START Exercise data

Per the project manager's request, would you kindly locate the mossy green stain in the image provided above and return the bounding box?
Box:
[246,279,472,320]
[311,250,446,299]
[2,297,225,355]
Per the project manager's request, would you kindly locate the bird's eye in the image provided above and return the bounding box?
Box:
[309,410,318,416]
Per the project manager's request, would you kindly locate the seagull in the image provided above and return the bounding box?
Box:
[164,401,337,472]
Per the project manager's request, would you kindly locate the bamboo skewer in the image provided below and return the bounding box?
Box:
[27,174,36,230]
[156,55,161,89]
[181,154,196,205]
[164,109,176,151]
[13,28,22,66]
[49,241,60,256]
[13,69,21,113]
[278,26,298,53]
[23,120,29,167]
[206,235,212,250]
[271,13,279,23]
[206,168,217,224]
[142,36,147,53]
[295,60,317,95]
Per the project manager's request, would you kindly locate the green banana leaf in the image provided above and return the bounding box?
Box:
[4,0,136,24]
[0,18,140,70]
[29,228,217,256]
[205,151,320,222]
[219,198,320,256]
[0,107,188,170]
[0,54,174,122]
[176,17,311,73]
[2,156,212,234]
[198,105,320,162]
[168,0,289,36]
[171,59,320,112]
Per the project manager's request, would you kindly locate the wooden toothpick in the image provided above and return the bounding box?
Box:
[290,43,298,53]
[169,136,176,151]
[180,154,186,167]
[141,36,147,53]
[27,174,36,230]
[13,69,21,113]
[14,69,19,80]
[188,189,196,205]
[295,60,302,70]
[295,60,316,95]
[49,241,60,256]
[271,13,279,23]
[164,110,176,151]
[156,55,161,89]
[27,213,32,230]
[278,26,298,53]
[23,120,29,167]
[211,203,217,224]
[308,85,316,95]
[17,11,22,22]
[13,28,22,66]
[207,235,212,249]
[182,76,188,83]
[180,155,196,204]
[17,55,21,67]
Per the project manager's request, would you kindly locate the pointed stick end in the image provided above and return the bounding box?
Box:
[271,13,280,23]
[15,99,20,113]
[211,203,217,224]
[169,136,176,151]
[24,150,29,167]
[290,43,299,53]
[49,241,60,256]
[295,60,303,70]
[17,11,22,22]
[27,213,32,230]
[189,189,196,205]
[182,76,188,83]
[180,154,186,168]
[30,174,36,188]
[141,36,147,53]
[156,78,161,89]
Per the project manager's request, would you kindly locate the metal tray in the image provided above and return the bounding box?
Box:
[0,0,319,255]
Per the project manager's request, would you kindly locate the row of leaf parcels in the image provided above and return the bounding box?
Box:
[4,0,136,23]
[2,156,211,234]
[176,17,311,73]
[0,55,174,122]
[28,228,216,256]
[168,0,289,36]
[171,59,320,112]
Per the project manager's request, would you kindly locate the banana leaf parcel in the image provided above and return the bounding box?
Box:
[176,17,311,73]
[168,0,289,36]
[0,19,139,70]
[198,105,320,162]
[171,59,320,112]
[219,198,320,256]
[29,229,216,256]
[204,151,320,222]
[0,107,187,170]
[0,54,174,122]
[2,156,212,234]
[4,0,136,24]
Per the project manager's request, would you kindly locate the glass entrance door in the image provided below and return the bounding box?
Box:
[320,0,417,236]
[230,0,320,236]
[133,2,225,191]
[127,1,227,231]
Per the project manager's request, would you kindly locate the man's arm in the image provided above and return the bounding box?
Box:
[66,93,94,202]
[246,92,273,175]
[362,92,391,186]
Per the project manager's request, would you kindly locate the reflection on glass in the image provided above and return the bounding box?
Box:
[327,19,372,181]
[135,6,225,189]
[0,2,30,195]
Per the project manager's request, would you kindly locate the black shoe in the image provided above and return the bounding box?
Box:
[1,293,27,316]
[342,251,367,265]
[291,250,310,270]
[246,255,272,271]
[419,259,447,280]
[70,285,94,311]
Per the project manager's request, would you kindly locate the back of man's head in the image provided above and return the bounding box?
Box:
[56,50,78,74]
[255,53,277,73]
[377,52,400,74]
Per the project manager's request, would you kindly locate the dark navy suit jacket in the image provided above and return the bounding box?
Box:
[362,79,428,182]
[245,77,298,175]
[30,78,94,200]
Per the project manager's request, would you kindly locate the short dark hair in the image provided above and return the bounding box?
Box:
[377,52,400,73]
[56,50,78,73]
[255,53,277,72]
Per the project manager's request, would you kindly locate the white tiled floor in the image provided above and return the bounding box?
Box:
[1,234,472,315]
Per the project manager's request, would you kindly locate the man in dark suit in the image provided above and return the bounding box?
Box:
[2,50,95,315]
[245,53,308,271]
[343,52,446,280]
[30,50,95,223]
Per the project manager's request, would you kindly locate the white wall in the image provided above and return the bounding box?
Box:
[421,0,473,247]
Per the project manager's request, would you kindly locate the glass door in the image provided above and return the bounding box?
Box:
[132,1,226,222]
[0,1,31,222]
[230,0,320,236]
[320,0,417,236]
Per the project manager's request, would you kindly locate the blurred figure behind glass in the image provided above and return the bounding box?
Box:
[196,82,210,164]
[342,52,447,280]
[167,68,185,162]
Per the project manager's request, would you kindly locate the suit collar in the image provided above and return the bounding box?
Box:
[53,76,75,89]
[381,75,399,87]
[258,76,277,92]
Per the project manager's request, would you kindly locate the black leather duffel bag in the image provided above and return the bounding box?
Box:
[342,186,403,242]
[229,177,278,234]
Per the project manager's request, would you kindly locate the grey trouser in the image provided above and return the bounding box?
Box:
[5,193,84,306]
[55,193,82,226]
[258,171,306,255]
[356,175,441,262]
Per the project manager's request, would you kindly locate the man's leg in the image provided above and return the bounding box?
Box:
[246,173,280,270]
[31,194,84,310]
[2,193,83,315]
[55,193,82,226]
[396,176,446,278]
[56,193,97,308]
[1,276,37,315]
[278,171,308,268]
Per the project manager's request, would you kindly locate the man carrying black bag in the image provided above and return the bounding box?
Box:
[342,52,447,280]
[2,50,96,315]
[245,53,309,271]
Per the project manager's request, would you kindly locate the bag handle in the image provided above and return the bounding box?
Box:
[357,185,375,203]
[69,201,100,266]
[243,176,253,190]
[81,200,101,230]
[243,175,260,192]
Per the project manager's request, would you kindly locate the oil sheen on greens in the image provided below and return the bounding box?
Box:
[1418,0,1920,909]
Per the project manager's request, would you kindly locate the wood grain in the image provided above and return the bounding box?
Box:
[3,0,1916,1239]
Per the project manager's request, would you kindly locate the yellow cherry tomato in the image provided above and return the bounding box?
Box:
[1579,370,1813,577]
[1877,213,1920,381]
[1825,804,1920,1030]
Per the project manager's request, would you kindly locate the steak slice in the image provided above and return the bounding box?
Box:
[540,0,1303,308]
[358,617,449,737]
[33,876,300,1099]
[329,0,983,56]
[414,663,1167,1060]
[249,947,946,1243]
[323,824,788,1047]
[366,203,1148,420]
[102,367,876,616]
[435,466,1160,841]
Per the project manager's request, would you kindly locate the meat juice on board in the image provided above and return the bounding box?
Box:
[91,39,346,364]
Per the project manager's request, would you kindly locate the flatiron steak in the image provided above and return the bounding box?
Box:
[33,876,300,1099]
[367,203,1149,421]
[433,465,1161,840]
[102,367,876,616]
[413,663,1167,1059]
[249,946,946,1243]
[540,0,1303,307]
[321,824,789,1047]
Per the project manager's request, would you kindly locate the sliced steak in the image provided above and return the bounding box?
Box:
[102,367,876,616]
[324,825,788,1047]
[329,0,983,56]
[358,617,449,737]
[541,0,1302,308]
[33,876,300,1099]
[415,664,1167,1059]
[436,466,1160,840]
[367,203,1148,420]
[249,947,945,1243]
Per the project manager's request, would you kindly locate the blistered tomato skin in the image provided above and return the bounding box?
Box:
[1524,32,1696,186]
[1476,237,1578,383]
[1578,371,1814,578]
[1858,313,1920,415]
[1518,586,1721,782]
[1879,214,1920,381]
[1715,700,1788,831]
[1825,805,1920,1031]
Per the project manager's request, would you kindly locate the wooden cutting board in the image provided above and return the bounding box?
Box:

END Exercise data

Please copy, word for word, every line from the first line of the records through the line containing "locate the bamboo", with both of those lines included and nothing else.

Answer to this problem:
Per the project manager's request, would you kindly locate the mossy green stain in the image provided above and return the bounding box?
Box:
[246,279,472,320]
[311,250,446,299]
[2,297,225,355]
Per the project manager's request, would you kindly locate the bird's eye in the image provided above and return the bounding box?
Box:
[309,410,318,416]
Per the project manager's request, would you kindly locate the seagull in the image provided above and return the bounding box?
Box:
[164,401,337,472]
Per the project manager's request, would you kindly locate the bamboo skewer in the image provided below and return the bounding box?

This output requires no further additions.